> [Task description]: Copy the data below line for line, keeping every character the same.

> [Stored data entries]:
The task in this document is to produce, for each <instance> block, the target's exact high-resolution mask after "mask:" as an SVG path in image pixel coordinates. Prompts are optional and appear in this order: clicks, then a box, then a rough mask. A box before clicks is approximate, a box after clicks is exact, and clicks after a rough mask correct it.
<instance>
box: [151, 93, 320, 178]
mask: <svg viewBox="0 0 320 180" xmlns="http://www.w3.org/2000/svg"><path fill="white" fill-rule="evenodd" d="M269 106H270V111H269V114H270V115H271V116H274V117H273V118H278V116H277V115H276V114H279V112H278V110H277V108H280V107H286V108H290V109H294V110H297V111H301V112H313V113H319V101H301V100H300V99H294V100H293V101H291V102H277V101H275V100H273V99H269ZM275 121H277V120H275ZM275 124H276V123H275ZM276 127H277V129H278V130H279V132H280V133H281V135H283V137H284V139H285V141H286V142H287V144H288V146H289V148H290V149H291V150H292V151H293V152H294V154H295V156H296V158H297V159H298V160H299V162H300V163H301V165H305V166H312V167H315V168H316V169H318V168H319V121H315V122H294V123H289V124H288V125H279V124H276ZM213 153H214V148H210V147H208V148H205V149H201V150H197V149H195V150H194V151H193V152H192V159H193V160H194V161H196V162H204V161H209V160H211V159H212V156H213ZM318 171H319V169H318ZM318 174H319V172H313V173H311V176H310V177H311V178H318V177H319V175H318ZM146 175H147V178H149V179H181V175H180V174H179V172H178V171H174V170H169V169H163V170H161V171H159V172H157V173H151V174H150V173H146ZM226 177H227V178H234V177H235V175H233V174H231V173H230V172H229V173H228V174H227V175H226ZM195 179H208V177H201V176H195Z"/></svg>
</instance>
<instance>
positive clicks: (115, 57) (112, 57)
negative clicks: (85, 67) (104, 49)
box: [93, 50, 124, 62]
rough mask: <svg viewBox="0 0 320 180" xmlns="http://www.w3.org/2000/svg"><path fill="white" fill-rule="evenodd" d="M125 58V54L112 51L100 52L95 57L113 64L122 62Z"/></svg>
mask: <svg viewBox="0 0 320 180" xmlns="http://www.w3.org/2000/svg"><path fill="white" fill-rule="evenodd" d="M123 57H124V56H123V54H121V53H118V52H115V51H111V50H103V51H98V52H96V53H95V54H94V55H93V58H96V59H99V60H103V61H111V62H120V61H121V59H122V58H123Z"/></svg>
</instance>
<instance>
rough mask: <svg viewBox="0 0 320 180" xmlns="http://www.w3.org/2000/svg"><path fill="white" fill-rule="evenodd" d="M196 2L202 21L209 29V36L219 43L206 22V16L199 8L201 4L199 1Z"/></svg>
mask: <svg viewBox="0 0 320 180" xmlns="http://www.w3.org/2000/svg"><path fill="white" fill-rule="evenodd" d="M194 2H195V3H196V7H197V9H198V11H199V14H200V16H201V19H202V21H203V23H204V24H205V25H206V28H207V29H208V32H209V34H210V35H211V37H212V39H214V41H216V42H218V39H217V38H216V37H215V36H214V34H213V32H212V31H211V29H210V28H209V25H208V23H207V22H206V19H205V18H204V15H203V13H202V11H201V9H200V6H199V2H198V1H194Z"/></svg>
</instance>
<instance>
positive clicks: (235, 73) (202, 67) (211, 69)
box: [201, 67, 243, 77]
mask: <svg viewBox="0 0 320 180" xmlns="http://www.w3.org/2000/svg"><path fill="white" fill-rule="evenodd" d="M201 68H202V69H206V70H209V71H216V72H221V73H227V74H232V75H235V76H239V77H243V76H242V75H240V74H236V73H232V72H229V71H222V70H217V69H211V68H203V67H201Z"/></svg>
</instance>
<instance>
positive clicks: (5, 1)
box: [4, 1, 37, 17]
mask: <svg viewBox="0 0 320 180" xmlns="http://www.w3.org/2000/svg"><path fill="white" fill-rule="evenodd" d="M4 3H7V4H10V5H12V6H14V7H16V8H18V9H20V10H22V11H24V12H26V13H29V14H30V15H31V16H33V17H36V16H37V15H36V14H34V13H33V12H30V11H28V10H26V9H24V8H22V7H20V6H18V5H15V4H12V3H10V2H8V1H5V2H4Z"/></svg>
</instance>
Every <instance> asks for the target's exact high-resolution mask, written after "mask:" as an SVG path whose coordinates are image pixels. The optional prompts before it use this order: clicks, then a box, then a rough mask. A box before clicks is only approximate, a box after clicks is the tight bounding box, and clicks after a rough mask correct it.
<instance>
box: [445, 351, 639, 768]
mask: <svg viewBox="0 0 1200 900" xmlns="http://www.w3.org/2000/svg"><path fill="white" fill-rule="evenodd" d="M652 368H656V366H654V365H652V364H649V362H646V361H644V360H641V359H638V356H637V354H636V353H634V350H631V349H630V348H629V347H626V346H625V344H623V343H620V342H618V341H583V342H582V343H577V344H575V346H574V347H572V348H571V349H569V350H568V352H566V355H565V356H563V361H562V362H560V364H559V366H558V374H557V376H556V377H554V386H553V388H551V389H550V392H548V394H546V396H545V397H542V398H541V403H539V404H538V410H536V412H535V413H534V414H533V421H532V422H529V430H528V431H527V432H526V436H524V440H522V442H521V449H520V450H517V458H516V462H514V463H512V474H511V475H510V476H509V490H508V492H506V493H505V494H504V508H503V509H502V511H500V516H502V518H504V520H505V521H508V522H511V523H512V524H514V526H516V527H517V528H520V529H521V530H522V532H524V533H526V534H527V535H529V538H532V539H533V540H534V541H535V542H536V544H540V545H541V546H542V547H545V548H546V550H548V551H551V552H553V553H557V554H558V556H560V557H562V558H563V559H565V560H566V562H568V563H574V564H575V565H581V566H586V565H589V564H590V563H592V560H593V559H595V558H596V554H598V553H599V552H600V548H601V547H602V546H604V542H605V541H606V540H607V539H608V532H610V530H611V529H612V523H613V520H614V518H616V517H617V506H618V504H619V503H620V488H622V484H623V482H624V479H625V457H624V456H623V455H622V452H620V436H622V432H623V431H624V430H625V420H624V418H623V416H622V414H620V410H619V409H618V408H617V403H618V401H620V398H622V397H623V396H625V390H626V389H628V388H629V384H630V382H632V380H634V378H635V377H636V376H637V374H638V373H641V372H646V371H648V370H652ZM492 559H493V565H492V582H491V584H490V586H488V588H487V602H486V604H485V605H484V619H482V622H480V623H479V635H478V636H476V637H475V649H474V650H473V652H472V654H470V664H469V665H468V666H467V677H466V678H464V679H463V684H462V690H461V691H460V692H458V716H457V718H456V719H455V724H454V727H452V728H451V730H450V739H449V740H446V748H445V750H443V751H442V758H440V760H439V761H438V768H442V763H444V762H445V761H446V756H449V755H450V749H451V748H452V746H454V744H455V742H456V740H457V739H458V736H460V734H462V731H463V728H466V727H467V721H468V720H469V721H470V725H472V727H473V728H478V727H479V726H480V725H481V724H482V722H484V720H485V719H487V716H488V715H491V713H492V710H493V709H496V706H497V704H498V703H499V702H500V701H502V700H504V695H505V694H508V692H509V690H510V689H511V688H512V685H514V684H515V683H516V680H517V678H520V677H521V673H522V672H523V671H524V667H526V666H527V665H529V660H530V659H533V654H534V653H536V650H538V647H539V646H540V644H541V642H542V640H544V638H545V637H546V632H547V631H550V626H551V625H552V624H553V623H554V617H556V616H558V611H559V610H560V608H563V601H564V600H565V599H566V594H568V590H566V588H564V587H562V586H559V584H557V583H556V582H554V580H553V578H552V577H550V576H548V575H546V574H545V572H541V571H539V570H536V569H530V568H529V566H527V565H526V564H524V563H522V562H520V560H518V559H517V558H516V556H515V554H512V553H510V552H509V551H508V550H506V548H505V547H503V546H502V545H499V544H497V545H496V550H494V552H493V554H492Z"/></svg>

> [Completed exercise]:
The task in this document is to produce, for each <instance> block, the target's exact high-resolution mask after "mask:" as an SVG path in image pixel coordinates. Prompts are optional and appear in this order: clicks, then a box, then a rough mask. A box before clicks is approximate, a box after clicks is exact, and clicks after a rough mask correct it.
<instance>
box: [151, 93, 320, 178]
mask: <svg viewBox="0 0 320 180" xmlns="http://www.w3.org/2000/svg"><path fill="white" fill-rule="evenodd" d="M269 106H270V111H269V114H270V115H271V116H274V117H273V118H278V116H277V115H276V114H279V112H278V110H277V108H280V107H286V108H290V109H294V110H297V111H301V112H313V113H319V101H301V100H300V99H294V100H293V101H291V102H277V101H275V100H273V99H269ZM275 121H277V120H275ZM275 124H276V123H275ZM276 127H277V129H278V130H279V132H280V133H281V135H283V137H284V139H285V141H286V142H287V144H288V146H289V148H290V149H291V150H292V151H293V152H294V154H295V156H296V158H297V159H298V160H299V162H300V163H301V165H305V166H312V167H315V168H316V169H318V168H319V121H315V122H294V123H289V124H288V125H279V124H276ZM213 153H214V148H210V147H208V148H205V149H201V150H197V149H195V150H194V151H193V152H192V159H193V160H194V161H196V162H204V161H209V160H211V159H212V156H213ZM318 171H319V169H318ZM318 174H319V172H313V173H311V176H310V177H311V178H318V177H319V175H318ZM146 175H147V178H149V179H181V175H180V174H179V172H178V171H174V170H169V169H163V170H161V171H159V172H157V173H151V174H150V173H146ZM226 177H227V178H234V177H235V175H233V174H231V173H230V172H229V173H228V174H227V175H226ZM195 179H208V177H201V176H195Z"/></svg>
</instance>
<instance>
positive clicks: (115, 57) (112, 57)
negative clicks: (85, 67) (104, 49)
box: [93, 50, 124, 62]
rough mask: <svg viewBox="0 0 320 180" xmlns="http://www.w3.org/2000/svg"><path fill="white" fill-rule="evenodd" d="M125 58V54L112 51L100 52L95 57L113 64L122 62Z"/></svg>
mask: <svg viewBox="0 0 320 180" xmlns="http://www.w3.org/2000/svg"><path fill="white" fill-rule="evenodd" d="M123 57H124V56H123V54H121V53H118V52H115V51H111V50H103V51H98V52H96V53H95V54H94V55H93V58H96V59H99V60H103V61H111V62H120V61H121V59H122V58H123Z"/></svg>
</instance>
<instance>
rough mask: <svg viewBox="0 0 320 180" xmlns="http://www.w3.org/2000/svg"><path fill="white" fill-rule="evenodd" d="M196 2L202 21L209 29V36L219 43L206 22V16L199 8L201 4L199 1Z"/></svg>
mask: <svg viewBox="0 0 320 180" xmlns="http://www.w3.org/2000/svg"><path fill="white" fill-rule="evenodd" d="M194 2H195V3H196V7H197V9H198V11H199V14H200V16H201V19H202V21H203V23H204V24H205V25H206V28H207V29H208V32H209V34H210V35H211V37H212V39H214V41H216V42H218V39H217V38H216V37H215V36H214V34H213V32H212V31H211V29H210V28H209V25H208V23H207V22H206V19H205V18H204V15H203V13H202V11H201V9H200V6H199V2H198V1H194Z"/></svg>
</instance>
<instance>
positive clicks: (235, 73) (202, 67) (211, 69)
box: [201, 67, 243, 77]
mask: <svg viewBox="0 0 320 180" xmlns="http://www.w3.org/2000/svg"><path fill="white" fill-rule="evenodd" d="M201 68H202V69H206V70H209V71H216V72H221V73H227V74H232V75H235V76H239V77H243V76H242V75H240V74H236V73H232V72H229V71H222V70H217V69H211V68H203V67H201Z"/></svg>
</instance>
<instance>
positive clicks: (5, 1)
box: [4, 1, 37, 17]
mask: <svg viewBox="0 0 320 180" xmlns="http://www.w3.org/2000/svg"><path fill="white" fill-rule="evenodd" d="M4 3H7V4H10V5H12V6H14V7H16V8H18V9H20V10H22V11H24V12H26V13H29V14H30V15H31V16H33V17H36V16H37V15H36V14H34V13H33V12H30V11H28V10H26V9H24V8H22V7H20V6H18V5H15V4H12V3H10V2H8V1H5V2H4Z"/></svg>
</instance>
Every <instance> asks for the target's exact high-resolution mask, written after "mask:" as an SVG path whose coordinates are image pixels. The optional prompts before it use this order: clicks, then a box, then a rough mask. A box before clicks is only approximate, a box after clicks is the tight bounding box, and clicks after a rough mask correct it.
<instance>
box: [445, 351, 639, 768]
mask: <svg viewBox="0 0 1200 900" xmlns="http://www.w3.org/2000/svg"><path fill="white" fill-rule="evenodd" d="M652 368H656V366H654V365H652V364H649V362H646V361H644V360H641V359H638V356H637V354H636V353H634V350H631V349H630V348H629V347H626V346H625V344H623V343H620V342H618V341H583V342H582V343H577V344H575V346H574V347H572V348H571V349H569V350H568V352H566V355H565V356H563V361H562V362H560V364H559V366H558V374H557V376H556V377H554V386H553V388H551V389H550V392H548V394H546V396H545V397H542V398H541V403H539V404H538V410H536V412H535V413H534V414H533V421H532V422H529V430H528V431H527V432H526V436H524V440H522V442H521V449H520V450H517V458H516V462H514V463H512V474H511V475H510V476H509V490H508V492H506V493H505V494H504V508H503V509H502V511H500V516H502V518H504V520H505V521H508V522H511V523H512V524H514V526H516V527H517V528H520V529H521V530H522V532H524V533H526V534H527V535H529V538H532V539H533V540H534V541H535V542H536V544H540V545H541V546H542V547H545V548H546V550H548V551H551V552H553V553H557V554H558V556H560V557H562V558H563V559H565V560H566V562H568V563H574V564H575V565H581V566H586V565H589V564H590V563H592V560H593V559H595V558H596V554H598V553H599V552H600V548H601V547H602V546H604V542H605V541H606V540H607V539H608V532H610V530H611V529H612V523H613V520H614V518H616V517H617V506H618V504H619V503H620V488H622V484H623V482H624V479H625V457H624V456H623V455H622V452H620V436H622V432H623V431H624V430H625V420H624V418H623V416H622V414H620V410H619V409H618V408H617V403H618V401H620V398H622V397H623V396H625V390H626V389H628V388H629V384H630V382H632V380H634V378H635V377H636V376H637V374H638V373H641V372H646V371H648V370H652ZM492 559H493V565H492V582H491V584H490V586H488V588H487V602H486V604H485V605H484V619H482V622H480V623H479V635H478V636H476V637H475V649H474V650H473V652H472V654H470V664H469V665H468V666H467V677H466V678H464V679H463V684H462V690H461V691H460V692H458V716H457V718H456V719H455V724H454V727H452V728H451V730H450V739H449V740H446V748H445V750H443V751H442V758H440V760H439V761H438V768H442V763H444V762H445V761H446V756H449V755H450V749H451V748H452V746H454V744H455V742H456V740H457V739H458V736H460V734H462V731H463V728H466V727H467V721H468V720H469V721H470V725H472V727H473V728H478V727H479V726H480V725H481V724H482V722H484V720H485V719H487V716H488V715H491V713H492V710H493V709H496V706H497V704H498V703H499V702H500V701H502V700H504V695H505V694H508V692H509V690H510V689H511V688H512V685H514V684H515V683H516V680H517V678H520V677H521V673H522V672H523V671H524V667H526V666H527V665H529V660H530V659H533V654H534V653H536V650H538V647H539V646H540V644H541V642H542V640H544V638H545V637H546V632H547V631H550V626H551V625H552V624H553V623H554V617H556V616H558V611H559V610H560V608H563V601H564V600H565V599H566V594H568V590H566V588H564V587H562V586H559V584H557V583H556V582H554V580H553V578H552V577H550V576H548V575H546V574H545V572H541V571H539V570H536V569H530V568H529V566H527V565H526V564H524V563H522V562H520V560H518V559H517V558H516V556H515V554H512V553H510V552H509V551H508V550H506V548H505V547H503V546H502V545H499V544H497V545H496V550H494V552H493V554H492Z"/></svg>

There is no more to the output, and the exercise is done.